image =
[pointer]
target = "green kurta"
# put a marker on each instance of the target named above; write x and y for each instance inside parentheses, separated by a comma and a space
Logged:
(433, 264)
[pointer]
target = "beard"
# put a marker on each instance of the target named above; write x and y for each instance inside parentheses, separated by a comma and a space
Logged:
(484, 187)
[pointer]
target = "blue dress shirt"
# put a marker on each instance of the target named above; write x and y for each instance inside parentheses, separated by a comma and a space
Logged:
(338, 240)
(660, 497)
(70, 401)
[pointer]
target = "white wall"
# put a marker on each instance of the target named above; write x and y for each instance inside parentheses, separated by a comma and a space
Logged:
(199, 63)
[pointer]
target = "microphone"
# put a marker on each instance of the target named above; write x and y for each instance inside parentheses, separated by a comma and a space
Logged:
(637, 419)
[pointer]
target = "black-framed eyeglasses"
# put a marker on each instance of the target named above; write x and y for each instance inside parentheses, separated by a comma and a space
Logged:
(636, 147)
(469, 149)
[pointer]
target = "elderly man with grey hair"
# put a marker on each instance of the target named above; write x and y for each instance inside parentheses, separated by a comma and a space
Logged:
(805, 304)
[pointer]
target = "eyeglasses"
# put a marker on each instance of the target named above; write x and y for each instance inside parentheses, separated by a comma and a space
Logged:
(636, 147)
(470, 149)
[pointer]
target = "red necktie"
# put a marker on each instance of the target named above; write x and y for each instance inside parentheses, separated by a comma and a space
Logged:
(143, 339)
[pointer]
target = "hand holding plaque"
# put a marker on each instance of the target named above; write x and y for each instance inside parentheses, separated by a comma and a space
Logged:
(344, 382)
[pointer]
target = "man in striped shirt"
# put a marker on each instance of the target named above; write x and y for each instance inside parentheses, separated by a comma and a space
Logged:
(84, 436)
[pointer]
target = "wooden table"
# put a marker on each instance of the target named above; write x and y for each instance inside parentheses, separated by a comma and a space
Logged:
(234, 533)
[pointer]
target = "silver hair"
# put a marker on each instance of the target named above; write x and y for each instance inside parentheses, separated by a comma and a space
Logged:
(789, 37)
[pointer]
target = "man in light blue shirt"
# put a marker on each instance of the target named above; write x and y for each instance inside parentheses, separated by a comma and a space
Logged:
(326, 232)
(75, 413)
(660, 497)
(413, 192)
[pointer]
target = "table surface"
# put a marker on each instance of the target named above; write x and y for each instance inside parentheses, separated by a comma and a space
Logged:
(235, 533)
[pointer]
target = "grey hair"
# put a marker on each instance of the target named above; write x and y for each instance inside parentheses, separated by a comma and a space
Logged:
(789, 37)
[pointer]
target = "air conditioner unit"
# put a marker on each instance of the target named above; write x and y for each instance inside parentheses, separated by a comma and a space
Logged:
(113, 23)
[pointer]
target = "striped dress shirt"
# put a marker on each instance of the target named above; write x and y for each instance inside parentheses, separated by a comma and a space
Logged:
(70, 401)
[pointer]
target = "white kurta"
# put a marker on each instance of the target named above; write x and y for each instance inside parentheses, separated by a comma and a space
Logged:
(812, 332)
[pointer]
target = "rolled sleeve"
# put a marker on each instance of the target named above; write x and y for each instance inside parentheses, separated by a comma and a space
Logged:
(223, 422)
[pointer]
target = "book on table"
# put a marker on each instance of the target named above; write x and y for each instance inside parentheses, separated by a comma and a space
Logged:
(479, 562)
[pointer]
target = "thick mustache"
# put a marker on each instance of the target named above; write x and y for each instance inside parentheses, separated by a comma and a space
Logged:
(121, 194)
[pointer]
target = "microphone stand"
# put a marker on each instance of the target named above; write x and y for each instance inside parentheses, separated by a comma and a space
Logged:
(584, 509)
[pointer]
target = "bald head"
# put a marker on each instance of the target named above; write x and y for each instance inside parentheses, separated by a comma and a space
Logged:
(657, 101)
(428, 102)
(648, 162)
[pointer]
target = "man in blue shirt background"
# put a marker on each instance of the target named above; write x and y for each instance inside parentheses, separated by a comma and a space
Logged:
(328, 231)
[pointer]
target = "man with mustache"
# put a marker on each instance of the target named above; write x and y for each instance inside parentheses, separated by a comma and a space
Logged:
————
* _Exercise requirements_
Your task is to gather all lines from the entries above that hold the word "eyeglasses".

* _Task answer_
target = "black-framed eyeglasses"
target = "eyeglasses"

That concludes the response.